Photo-based point-labeling data

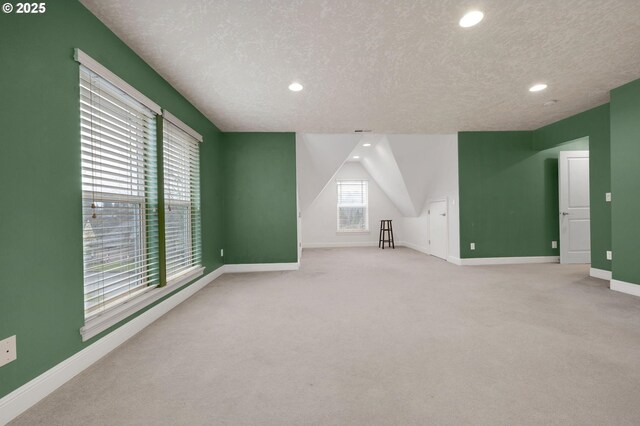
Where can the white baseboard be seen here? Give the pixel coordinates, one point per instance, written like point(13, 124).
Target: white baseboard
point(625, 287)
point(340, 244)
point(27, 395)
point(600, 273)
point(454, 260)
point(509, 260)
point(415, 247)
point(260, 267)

WHAT NEEDS TO BE DONE:
Rewrite the listing with every "white baseboard" changed to "white skirting board" and nothing else altered. Omit the pictures from your answer.

RESULT OF THIS TASK:
Where can the white skirting board be seen here? Give the pixel coordinates, one point per instance, written like point(13, 124).
Target: white skirting board
point(625, 287)
point(340, 244)
point(27, 395)
point(600, 273)
point(454, 260)
point(509, 260)
point(415, 247)
point(260, 267)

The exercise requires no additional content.